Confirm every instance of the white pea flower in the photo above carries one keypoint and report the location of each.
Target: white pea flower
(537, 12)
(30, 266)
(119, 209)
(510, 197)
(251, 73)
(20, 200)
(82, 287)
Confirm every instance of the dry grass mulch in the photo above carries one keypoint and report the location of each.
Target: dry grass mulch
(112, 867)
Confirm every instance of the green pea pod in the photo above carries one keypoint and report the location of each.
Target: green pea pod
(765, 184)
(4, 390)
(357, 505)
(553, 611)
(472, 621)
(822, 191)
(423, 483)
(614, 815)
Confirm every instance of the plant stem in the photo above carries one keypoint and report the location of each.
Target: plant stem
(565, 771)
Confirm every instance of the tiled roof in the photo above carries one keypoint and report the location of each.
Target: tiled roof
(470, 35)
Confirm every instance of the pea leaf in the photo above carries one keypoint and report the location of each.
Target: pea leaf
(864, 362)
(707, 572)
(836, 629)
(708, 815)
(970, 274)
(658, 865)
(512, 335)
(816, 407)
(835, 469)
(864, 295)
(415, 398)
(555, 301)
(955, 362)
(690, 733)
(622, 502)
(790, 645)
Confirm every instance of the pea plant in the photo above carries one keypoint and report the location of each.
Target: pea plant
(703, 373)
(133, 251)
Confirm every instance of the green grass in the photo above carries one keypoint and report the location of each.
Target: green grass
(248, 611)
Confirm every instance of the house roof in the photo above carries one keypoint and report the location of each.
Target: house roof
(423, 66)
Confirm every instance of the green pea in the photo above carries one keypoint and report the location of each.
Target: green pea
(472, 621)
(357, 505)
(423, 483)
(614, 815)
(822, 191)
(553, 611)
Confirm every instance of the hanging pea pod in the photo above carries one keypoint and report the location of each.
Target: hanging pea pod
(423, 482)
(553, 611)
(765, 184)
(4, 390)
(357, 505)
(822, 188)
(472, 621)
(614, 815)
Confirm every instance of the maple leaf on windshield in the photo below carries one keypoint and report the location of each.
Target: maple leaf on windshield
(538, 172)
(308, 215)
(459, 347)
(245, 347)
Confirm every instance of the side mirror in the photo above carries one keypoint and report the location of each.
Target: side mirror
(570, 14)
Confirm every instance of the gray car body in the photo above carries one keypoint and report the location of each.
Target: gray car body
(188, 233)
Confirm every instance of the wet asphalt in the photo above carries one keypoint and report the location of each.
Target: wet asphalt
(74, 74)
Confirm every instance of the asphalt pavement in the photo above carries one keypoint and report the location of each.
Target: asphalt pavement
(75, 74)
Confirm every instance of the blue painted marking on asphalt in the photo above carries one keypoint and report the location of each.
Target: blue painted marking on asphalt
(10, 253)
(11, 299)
☆ ☆ ☆ ☆
* [Work to do] Nothing should be left out: repeat all of the data exactly.

* [Task result]
Confirm every instance of the white pea flower in the photo above carries one keypoint and report the location of each.
Target: white pea flower
(537, 12)
(30, 266)
(119, 209)
(510, 197)
(251, 73)
(20, 200)
(82, 287)
Confirm every instance of the dry grass mulch in the photo above carries one keypoint and report the location of each.
Target: dry grass mulch
(112, 867)
Confirm every instance of the green pea pod in the photo above carries one keypoint and report the location of each.
Target: green pea pod
(765, 184)
(4, 390)
(357, 505)
(553, 611)
(472, 621)
(822, 191)
(423, 483)
(614, 815)
Confirm every instance of the plant stem in the photo above carries one keypoint and report the location of each.
Target: plant stem
(565, 771)
Confirm every instance of the tiled roof in the photo above carries one keypoint and report the location of each.
Target: tiled roof
(470, 35)
Confirm every instance of the pea leaf in the photo above carries one keypoint and report the location of each.
Target: pea leaf
(864, 362)
(707, 572)
(836, 629)
(708, 815)
(970, 274)
(658, 865)
(512, 335)
(816, 407)
(835, 469)
(864, 295)
(415, 398)
(555, 301)
(955, 362)
(690, 733)
(622, 502)
(790, 645)
Confirm every instance of the pea plant in the photo above carries one keypoint and report the location of each.
Target: pea plant
(703, 373)
(133, 251)
Confirm every instance of the green grass in the photo above carries one keypoint and report the location of each.
Target: green grass
(248, 611)
Confirm every instance of the house roof in the photo above carries one keypoint and report the location of each.
Target: house roof
(423, 66)
Confirm every instance of the green pea in the photo above carries one keypoint and report the location of each.
Target: green pea
(472, 621)
(357, 505)
(423, 483)
(614, 815)
(822, 191)
(553, 611)
Confirm every instance of the hanging pea pod in the photo above carries one keypoint and report the location of each.
Target: hanging pea pod
(423, 482)
(553, 611)
(765, 184)
(4, 390)
(357, 505)
(822, 188)
(472, 621)
(614, 815)
Confirm every instance of the maple leaf on windshield in the photo below carries one keypoint and report the location of each.
Target: maple leaf on windshield
(538, 172)
(308, 215)
(459, 347)
(245, 347)
Confirm every instance of the side mirror in the photo above carries one keypoint and report the location of each.
Target: side mirror
(570, 14)
Confirm every instance of the gray car body in the photo above carries one keypoint and report the location of each.
Target: gray car body
(188, 233)
Confirm every instance of the wet asphalt in the photo above carries one keypoint and report the location of each.
Target: wet asphalt
(74, 74)
Confirm every instance of the asphalt pavement in the photo above carries one keypoint and report the location of each.
Target: asphalt pavement
(75, 74)
Confirm every instance of the blue painted marking on asphalt in the photo above carries one keypoint and report the location of each.
Target: blue painted marking on asphalt
(10, 253)
(11, 299)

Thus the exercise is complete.